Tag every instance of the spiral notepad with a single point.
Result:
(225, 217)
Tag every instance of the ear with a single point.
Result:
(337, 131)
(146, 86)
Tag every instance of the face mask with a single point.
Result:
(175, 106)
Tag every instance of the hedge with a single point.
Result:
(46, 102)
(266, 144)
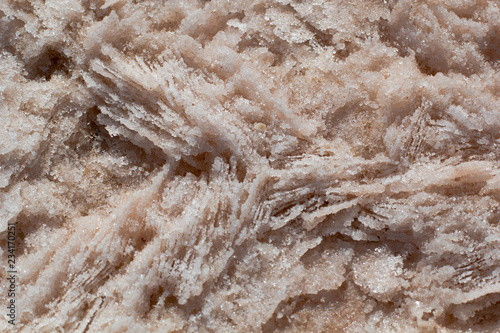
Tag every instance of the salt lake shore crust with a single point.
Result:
(251, 166)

__Required work__. Transcribe exactly the span of lines from the line holding "Tag every instance of the hedge" through the last line above, both included. Pictures stay out.

__Solution to the exercise__.
Tag every instance of the hedge with a single point.
Result:
(46, 102)
(266, 144)
Tag every instance of the salt lake shore crust with a single point.
Result:
(251, 166)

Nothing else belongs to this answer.